"""

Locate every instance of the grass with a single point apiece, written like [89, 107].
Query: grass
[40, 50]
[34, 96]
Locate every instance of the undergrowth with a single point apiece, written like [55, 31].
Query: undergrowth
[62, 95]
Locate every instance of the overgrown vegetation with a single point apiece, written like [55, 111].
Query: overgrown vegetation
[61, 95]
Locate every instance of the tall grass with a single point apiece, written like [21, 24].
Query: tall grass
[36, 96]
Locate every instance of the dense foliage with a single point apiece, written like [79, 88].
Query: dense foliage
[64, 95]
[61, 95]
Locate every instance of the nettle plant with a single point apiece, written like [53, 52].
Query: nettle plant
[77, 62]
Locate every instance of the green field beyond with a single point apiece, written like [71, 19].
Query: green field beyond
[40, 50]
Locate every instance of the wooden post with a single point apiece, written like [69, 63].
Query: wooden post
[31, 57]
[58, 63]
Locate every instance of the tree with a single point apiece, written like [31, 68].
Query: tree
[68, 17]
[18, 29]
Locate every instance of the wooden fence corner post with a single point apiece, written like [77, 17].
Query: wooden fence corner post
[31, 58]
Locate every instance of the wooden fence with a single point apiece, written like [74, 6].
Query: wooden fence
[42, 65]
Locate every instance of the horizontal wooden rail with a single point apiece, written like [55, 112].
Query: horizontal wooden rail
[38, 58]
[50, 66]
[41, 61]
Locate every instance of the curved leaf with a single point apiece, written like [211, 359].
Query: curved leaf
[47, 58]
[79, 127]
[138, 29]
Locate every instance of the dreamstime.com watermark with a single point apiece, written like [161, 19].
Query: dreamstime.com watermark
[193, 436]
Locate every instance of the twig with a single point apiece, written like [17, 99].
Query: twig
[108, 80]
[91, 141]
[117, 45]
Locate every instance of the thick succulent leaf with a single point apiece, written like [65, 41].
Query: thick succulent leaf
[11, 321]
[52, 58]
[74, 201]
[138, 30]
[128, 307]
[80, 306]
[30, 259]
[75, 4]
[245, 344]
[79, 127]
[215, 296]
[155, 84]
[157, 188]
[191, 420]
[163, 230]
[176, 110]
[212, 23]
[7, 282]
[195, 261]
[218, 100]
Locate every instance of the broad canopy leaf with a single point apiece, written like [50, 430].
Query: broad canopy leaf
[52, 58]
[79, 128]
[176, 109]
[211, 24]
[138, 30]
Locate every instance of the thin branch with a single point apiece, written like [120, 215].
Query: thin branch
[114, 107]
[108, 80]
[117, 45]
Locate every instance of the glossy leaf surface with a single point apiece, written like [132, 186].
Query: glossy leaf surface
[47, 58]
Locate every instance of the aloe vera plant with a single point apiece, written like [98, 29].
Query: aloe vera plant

"""

• EXERCISE:
Please reproduce all of the rows above, swapping each "Locate" for "Mark" and leaving everything else as it is.

• EXERCISE ANSWER:
Mark every instance of the grass with a single point apiece, written like [89, 107].
Query: grass
[40, 50]
[34, 96]
Mark every instance of the undergrowth with a single point apiece, written like [55, 31].
Query: undergrowth
[62, 95]
Mark every instance of the overgrown vegetation with a single point apiece, written like [55, 111].
Query: overgrown vegetation
[61, 95]
Mark every instance of the tall grass with a single point apiece, written like [21, 24].
Query: tall grass
[36, 96]
Mark every instance of the dense foliage with a single point apiece, written like [79, 88].
Query: dense foliage
[64, 95]
[61, 95]
Mark every instance of the nettle plant with a single point apiece, written like [53, 52].
Query: nettle plant
[77, 62]
Mark every instance of the green field beyond with a single point apiece, written like [71, 19].
Query: green field beyond
[40, 50]
Mark every instance of the wooden post with a single point apiece, written like [69, 63].
Query: wooden post
[31, 57]
[58, 63]
Mark every instance of the tree with a single point apiece, written like [31, 68].
Query: tree
[68, 17]
[18, 29]
Mark every instance of the wooden fence corner post with a single point apiece, written like [77, 17].
Query: wooden fence corner post
[31, 58]
Mark every instance of the wooden fence with a single point apiece, written like [74, 6].
Query: wooden fence
[42, 65]
Mark every instance of the horizontal wooden rail with a single point apiece, written like [55, 112].
Query: horizontal wooden rail
[38, 58]
[50, 66]
[41, 61]
Mark every instance of the curved leaf with a single point apiece, written like [211, 359].
Query: curved leaf
[47, 58]
[79, 127]
[138, 29]
Mark every instance of the dreamstime.com watermark with a single point apiece, written like [161, 19].
Query: dreamstime.com watermark
[193, 436]
Mark every instance of the twig with a single point apiece, written like [17, 99].
Query: twig
[108, 80]
[91, 141]
[117, 45]
Mark every instance of the thick succulent leaf with a single point apiece, written like [65, 41].
Query: thick succulent leaf
[11, 321]
[52, 58]
[74, 201]
[138, 30]
[128, 307]
[80, 306]
[30, 259]
[75, 4]
[245, 344]
[79, 127]
[215, 296]
[155, 84]
[157, 188]
[191, 420]
[163, 230]
[176, 110]
[212, 23]
[7, 282]
[195, 261]
[218, 100]
Mark every instance of the broad canopy leaf with a single point apiece, written like [50, 430].
Query: broad canopy leaf
[52, 58]
[79, 128]
[176, 109]
[211, 24]
[138, 30]
Mark every instance of the thin branch with a single point apiece, written like [120, 215].
Query: thin branch
[114, 107]
[108, 80]
[117, 45]
Mark every instance of the glossy leaf surface with a single point apiece, written like [132, 186].
Query: glossy leaf surface
[47, 58]
Mark every instance of the aloe vera plant with a single point apiece, written like [98, 29].
Query: aloe vera plant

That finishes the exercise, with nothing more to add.